▸ **THE TASK**
Every entry below is to be returned unchanged. Images are not part of the copy.

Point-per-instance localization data
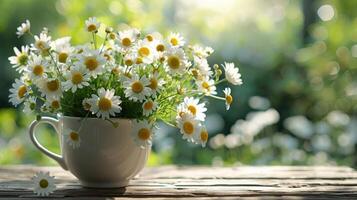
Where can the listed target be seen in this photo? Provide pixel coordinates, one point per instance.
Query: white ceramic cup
(107, 156)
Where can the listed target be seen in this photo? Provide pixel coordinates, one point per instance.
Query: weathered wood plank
(198, 183)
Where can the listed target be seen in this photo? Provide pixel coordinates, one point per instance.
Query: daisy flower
(175, 40)
(200, 52)
(189, 126)
(73, 138)
(43, 183)
(202, 137)
(145, 51)
(142, 133)
(63, 49)
(129, 59)
(30, 105)
(53, 103)
(42, 42)
(136, 88)
(232, 74)
(176, 61)
(93, 61)
(50, 87)
(207, 86)
(18, 92)
(92, 25)
(76, 78)
(193, 106)
(155, 82)
(23, 28)
(127, 38)
(20, 59)
(228, 96)
(87, 104)
(149, 106)
(105, 104)
(36, 68)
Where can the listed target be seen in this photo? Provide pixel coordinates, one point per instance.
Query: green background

▸ **ANSWER FOR THE TASK**
Where can the listed target be seen in this photo? Provide pixel coordinates, one point per instance.
Query: white ceramic cup
(107, 156)
Where can the listed target be seen in this photo? Provide pixel coordinates, one point per instance.
Query: weathered wood plank
(198, 183)
Where can the listed target be seen in this photo? Provide pixel coordinates, one point per instance.
Query: daisy flower
(175, 40)
(200, 52)
(189, 126)
(73, 138)
(43, 183)
(202, 137)
(145, 51)
(142, 133)
(63, 49)
(129, 59)
(30, 105)
(53, 103)
(42, 42)
(136, 88)
(232, 74)
(176, 61)
(93, 61)
(50, 87)
(207, 86)
(18, 92)
(92, 25)
(76, 78)
(193, 106)
(155, 82)
(23, 28)
(127, 38)
(20, 59)
(228, 96)
(87, 104)
(149, 106)
(105, 104)
(36, 68)
Where can the listed target be seen in this photo? Provide pixel coordinates, one point per instance.
Query: green background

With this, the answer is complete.